## [Written problem]
Pick up the announcement below on the Jarvis Securities property sale and carry it on from its last sentence.

## [Extract provided]
******************************
The information communicated within this announcement is deemed to constitute
inside information as stipulated under the Market Abuse Regulations (EU) No.
596/2014 as it forms part of UK domestic law by virtue of the European Union
(Withdrawal) Act 2018 ("MAR"), and is disclosed in accordance with the
Company's obligations under Article 17 of MAR. Upon the publication of this
announcement, this inside information is now considered to be in the public
domain.

 

Jarvis Securities plc

 

("Jarvis" or "the Company" and with its subsidiaries the "Group")

 

Conditional Property Sale

Related Party Transaction

Proposed General Meeting

 

Jarvis Securities plc, the holding company for Jarvis Investment Management
Limited (JIML), announces today that it has conditionally agreed to dispose of
its leasehold interest in the property it holds at The Brewery, Tunbridge
Wells (the "Property") for a cash consideration of £100,000 (the "Potential
Disposal"). The Potential Disposal was made under an auction agreement as part
of auction process run by Clive Emson Land and Property Auctioneers. The
purchaser through that auction process was Sion Properties Limited, a company
connected to Andrew Grant, a director of the Company (the "Purchaser"). A
£11,750 deposit has been paid by the Purchaser to the auctioneers as a
deposit. The Property had been utilised historically by JIML as a disaster
recovery site for IT operations but the Property had not been utilised for
these purposes since March 2026.

 

Condition: Shareholder Approval

The Potential Disposal is part of the ongoing disposal and winddown strategy
of the Group, which was announced on 15 April 2025 and 7 July 2025 and
accordingly Rule 15 of the AIM Rules for Companies ("AIM Rule 15") applies.
The Potential Disposal is therefore subject to the consent of shareholders
being given in a general meeting. A circular containing the details of the
Potential Disposal and convening a general meeting for shareholders will be
dispatched shortly (the "Circular"). A further announcement will be made when
the Circular is dispatched.

 

If the Potential Disposal completes, the proceeds will be applied to the
general cash resources of the Company.
******************************
## [Supplied information]

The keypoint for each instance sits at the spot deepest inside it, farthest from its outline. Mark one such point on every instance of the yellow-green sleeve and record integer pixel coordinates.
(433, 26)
******************************
## [Reply to the task]
 

Strategy and AIM Rule 15 Cash Shell

As previously announced, following the sale of the Company's retail execution
only brokerage business by JIML, which completed on 7 July 2025, the directors
of the Company remain committed to completing an effective and efficient wind
down of the Group over the coming months,  including, where possible,
securing the disposal of any residual assets left in the Group (see
announcement dated 5 May 2026), although there can be no guarantee that this
will occur.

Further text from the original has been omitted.